**Problem details**: Please reproduce every one of the records below word for word, with no changes.

**Object location annotation data**:
.....

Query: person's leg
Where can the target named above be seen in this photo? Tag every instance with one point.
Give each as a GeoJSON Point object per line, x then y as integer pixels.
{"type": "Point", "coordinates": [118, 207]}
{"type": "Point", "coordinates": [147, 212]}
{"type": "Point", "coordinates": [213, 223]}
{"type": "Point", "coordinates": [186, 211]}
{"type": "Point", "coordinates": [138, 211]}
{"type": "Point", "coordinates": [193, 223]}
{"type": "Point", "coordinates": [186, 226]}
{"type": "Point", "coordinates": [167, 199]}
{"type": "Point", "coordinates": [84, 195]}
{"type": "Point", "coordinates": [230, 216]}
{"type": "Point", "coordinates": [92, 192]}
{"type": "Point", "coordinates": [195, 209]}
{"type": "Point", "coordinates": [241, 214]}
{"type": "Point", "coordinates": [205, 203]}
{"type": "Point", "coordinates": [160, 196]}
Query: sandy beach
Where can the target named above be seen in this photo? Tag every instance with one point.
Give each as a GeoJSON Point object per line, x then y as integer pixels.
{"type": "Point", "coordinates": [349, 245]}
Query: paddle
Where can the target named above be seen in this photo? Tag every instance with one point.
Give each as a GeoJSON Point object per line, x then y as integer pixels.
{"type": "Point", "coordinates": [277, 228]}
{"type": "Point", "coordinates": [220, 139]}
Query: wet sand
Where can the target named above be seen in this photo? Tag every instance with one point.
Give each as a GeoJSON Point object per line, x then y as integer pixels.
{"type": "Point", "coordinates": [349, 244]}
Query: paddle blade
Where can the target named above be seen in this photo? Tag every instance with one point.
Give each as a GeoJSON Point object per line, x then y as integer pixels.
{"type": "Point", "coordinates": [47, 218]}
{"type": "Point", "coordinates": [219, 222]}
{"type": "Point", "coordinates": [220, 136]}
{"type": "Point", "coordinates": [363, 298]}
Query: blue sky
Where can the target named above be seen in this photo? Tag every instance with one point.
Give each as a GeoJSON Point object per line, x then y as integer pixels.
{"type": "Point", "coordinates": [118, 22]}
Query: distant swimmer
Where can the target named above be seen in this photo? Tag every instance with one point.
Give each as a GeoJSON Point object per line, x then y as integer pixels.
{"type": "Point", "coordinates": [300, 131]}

.....

**Solved problem**:
Query: person's leg
Where can the target named above be seen in this photo? Tag every instance with one point.
Give each as a GeoJSON Point object per line, x then y as integer pixels.
{"type": "Point", "coordinates": [118, 207]}
{"type": "Point", "coordinates": [147, 212]}
{"type": "Point", "coordinates": [213, 223]}
{"type": "Point", "coordinates": [186, 211]}
{"type": "Point", "coordinates": [138, 211]}
{"type": "Point", "coordinates": [193, 223]}
{"type": "Point", "coordinates": [186, 226]}
{"type": "Point", "coordinates": [167, 199]}
{"type": "Point", "coordinates": [84, 195]}
{"type": "Point", "coordinates": [230, 216]}
{"type": "Point", "coordinates": [92, 192]}
{"type": "Point", "coordinates": [195, 209]}
{"type": "Point", "coordinates": [241, 214]}
{"type": "Point", "coordinates": [205, 203]}
{"type": "Point", "coordinates": [160, 196]}
Query: sandy beach
Where can the target named above be seen in this photo? Tag every instance with one point.
Give each as a GeoJSON Point object per line, x then y as integer pixels.
{"type": "Point", "coordinates": [349, 245]}
Query: paddle
Where can the target named above be seen in this photo? Tag every instance with one point.
Give each as a GeoJSON Point object per line, x then y as integer pixels.
{"type": "Point", "coordinates": [277, 228]}
{"type": "Point", "coordinates": [220, 139]}
Query: wet sand
Where can the target named above be seen in this photo? Tag every instance with one point.
Give each as a GeoJSON Point object per line, x then y as integer pixels.
{"type": "Point", "coordinates": [349, 244]}
Query: paddle blade
Where can the target named above be seen in this photo? Tag every instance with one point.
Give each as a GeoJSON Point object per line, x then y as integer pixels.
{"type": "Point", "coordinates": [47, 218]}
{"type": "Point", "coordinates": [219, 222]}
{"type": "Point", "coordinates": [220, 136]}
{"type": "Point", "coordinates": [363, 298]}
Query: blue sky
Where can the target named above be seen in this photo? Tag every instance with one point.
Give each as a GeoJSON Point object per line, x then y as integer pixels.
{"type": "Point", "coordinates": [118, 22]}
Query: distant swimmer
Where can the target named above be seen in this photo? Tag every instance with one point.
Give each as a GeoJSON Point object per line, x then y as integer pixels.
{"type": "Point", "coordinates": [300, 131]}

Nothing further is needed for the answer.